| Material provided |

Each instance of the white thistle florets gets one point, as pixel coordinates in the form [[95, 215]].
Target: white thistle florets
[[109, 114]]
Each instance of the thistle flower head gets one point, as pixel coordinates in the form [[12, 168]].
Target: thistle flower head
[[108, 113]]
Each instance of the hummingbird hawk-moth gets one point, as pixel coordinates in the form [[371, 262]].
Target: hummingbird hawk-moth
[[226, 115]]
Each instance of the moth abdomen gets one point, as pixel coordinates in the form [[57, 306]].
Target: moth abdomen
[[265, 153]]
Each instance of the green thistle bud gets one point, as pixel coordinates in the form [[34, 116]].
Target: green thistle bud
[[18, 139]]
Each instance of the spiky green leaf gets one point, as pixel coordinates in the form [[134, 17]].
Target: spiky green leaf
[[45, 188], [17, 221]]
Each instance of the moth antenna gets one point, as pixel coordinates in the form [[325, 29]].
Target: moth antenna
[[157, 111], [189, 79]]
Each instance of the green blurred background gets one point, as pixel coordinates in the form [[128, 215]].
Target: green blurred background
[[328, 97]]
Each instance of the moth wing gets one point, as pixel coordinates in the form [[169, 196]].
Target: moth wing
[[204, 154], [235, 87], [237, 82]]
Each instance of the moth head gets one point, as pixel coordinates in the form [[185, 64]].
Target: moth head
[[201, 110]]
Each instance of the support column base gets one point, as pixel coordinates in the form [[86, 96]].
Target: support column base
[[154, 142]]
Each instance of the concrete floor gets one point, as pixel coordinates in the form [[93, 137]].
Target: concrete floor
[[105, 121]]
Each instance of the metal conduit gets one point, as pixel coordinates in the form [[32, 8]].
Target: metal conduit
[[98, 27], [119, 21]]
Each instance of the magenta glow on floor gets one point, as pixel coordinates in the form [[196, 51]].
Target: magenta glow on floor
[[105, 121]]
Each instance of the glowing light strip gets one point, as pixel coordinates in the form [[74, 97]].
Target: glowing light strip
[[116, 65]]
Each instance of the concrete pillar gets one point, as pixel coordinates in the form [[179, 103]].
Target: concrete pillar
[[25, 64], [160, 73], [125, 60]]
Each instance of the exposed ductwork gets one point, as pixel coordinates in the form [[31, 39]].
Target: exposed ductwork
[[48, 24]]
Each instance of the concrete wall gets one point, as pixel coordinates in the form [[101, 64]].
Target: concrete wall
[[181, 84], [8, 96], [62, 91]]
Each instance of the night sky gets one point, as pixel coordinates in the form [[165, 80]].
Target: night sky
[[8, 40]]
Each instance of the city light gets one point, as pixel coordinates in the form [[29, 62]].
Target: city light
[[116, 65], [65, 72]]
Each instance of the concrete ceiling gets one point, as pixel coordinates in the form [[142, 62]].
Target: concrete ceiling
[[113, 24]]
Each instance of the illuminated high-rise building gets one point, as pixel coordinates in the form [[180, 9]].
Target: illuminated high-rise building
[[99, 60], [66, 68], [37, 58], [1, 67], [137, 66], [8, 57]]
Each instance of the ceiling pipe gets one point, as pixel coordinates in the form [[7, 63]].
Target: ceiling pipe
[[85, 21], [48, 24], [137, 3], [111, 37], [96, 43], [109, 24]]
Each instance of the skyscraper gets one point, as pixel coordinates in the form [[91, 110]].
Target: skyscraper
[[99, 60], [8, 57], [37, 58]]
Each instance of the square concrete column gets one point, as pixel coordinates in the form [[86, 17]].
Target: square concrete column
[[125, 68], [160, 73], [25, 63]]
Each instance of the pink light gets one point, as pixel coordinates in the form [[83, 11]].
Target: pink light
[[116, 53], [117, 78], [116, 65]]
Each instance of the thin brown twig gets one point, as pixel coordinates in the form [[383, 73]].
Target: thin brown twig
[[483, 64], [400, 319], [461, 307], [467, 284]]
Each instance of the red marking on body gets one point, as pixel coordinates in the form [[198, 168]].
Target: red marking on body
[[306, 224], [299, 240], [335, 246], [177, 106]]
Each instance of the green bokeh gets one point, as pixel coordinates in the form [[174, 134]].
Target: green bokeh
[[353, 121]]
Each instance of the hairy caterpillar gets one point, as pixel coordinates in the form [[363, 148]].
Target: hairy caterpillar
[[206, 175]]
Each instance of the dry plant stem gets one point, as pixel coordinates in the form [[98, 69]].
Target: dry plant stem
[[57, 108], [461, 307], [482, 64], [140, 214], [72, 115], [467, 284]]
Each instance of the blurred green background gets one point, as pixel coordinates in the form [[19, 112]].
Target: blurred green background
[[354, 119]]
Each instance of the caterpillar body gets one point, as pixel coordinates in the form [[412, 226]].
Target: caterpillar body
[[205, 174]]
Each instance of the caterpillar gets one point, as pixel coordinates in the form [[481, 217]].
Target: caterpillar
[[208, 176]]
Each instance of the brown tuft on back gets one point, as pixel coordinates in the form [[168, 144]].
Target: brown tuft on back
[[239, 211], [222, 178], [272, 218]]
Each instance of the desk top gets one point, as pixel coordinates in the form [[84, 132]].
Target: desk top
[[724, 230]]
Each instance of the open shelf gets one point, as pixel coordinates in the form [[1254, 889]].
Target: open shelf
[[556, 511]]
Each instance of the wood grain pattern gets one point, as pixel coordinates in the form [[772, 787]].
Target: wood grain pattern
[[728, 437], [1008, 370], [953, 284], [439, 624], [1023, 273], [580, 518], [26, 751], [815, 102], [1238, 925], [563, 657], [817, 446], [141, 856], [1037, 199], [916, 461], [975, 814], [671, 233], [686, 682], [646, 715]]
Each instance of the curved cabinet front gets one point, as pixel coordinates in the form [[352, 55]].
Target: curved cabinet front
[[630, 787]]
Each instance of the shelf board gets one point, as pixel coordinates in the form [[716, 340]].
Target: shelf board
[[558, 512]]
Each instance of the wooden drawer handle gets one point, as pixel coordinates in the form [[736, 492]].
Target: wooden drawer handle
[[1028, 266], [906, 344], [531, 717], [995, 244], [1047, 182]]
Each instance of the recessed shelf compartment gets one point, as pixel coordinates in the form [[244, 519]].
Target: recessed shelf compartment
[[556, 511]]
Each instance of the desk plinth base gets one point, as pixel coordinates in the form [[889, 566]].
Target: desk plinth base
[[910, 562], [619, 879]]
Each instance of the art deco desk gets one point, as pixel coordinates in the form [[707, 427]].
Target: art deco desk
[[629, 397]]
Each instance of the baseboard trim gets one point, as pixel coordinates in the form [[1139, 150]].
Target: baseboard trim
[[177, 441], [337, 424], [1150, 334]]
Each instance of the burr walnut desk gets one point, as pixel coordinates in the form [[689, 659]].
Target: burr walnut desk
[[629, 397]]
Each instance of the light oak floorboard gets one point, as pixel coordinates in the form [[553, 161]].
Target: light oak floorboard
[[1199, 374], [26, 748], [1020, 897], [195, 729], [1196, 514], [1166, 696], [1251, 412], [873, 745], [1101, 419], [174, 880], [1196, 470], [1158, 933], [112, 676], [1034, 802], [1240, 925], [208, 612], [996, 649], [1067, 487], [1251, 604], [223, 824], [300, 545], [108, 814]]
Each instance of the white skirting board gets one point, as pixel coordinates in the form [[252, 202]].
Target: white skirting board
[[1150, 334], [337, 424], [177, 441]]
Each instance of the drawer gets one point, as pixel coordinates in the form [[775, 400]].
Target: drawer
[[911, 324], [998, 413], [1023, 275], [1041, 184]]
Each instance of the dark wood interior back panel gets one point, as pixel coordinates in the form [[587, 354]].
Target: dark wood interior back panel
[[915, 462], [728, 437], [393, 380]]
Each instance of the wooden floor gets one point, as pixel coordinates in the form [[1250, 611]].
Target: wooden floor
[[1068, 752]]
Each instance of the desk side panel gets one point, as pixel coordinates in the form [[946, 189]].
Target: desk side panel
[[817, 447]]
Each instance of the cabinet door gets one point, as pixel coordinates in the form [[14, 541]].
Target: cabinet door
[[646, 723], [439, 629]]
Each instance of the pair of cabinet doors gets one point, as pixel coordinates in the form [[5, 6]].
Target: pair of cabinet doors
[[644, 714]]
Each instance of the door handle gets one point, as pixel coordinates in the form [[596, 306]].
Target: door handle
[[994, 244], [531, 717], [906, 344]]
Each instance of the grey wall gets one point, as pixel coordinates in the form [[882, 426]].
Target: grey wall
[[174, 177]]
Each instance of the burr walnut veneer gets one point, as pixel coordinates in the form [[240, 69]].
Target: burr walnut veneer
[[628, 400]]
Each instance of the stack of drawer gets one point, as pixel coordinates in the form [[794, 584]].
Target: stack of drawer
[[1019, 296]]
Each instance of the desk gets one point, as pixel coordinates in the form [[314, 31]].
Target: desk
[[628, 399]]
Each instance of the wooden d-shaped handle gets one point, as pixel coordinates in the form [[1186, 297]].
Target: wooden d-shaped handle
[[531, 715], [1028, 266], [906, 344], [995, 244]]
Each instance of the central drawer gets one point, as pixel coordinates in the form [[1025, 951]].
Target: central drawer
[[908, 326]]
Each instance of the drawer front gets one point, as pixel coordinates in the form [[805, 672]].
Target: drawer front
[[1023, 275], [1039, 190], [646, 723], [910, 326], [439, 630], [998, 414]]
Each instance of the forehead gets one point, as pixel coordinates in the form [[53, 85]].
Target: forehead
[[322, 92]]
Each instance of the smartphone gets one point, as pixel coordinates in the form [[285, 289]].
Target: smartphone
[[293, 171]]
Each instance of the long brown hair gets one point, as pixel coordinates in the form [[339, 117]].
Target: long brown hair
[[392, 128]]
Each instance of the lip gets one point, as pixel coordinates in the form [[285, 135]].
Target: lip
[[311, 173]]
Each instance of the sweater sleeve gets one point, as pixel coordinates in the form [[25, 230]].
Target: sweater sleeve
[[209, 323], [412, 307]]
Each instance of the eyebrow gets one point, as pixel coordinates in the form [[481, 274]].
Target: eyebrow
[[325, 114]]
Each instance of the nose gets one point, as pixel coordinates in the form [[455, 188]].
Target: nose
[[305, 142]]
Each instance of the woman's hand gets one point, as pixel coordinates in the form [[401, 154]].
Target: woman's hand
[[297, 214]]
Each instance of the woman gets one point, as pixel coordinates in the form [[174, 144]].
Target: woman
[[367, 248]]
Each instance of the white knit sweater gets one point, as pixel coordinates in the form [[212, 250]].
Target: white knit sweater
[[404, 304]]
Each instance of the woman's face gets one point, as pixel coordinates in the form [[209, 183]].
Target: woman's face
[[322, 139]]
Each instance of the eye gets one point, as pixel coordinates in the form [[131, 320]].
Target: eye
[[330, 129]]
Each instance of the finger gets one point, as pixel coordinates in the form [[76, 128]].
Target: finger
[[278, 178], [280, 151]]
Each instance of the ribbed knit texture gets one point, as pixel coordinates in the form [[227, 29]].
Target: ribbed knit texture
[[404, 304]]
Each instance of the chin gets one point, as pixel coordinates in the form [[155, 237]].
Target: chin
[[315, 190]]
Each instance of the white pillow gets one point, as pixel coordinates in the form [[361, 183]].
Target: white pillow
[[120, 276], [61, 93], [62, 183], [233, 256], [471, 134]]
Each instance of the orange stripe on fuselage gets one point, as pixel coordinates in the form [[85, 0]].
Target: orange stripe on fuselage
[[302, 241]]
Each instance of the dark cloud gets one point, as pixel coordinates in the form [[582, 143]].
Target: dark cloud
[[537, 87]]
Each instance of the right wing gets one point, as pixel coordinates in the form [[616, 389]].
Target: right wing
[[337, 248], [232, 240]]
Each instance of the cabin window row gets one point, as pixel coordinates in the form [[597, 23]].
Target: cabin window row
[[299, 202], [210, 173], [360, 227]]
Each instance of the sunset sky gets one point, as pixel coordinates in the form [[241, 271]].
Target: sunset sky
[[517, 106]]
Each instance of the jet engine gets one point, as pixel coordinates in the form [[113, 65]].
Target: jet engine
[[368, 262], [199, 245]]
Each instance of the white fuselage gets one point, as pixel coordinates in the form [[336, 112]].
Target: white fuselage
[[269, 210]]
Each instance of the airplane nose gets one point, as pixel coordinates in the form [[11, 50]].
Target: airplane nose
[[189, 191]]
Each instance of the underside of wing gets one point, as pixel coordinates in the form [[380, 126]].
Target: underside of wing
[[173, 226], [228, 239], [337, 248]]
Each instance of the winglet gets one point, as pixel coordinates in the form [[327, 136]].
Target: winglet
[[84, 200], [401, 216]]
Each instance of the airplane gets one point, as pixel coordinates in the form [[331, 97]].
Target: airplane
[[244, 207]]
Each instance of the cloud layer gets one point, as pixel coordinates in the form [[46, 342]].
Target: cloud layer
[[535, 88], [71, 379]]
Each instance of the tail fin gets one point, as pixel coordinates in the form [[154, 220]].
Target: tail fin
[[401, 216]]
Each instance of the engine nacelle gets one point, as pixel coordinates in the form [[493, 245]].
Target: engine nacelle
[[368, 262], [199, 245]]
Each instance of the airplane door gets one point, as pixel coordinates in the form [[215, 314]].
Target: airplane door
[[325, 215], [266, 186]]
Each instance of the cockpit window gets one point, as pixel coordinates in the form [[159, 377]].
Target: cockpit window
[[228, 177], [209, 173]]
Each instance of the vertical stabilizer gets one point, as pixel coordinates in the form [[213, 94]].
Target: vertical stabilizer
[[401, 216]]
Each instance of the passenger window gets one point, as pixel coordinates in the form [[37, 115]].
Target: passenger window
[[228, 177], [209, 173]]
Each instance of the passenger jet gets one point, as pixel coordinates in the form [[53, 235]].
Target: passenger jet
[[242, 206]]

| Task objective |
Copy exactly the lines from the one containing "Each instance of the airplane door" through the last line of the records, both included, and nothing else.

| Exercise answer |
Each instance of the airplane door gets one point, as pixel coordinates in the form [[215, 314]].
Target: airplane door
[[325, 215], [266, 186]]
Each instance of the cockpit window gets one point, as pixel coordinates in the form [[159, 377]].
Target: cockpit window
[[228, 177], [209, 173]]
Each instance of the vertical stabilizer gets one point, as pixel coordinates in the form [[213, 94]].
Target: vertical stabilizer
[[401, 216]]
Each instance of the passenger window gets one point, as pixel coordinates in the form [[37, 115]].
Target: passenger window
[[228, 177], [209, 173]]
Each instance of the passenger jet gets one point, as pixel coordinates in the form [[53, 235]].
Target: passenger jet
[[242, 206]]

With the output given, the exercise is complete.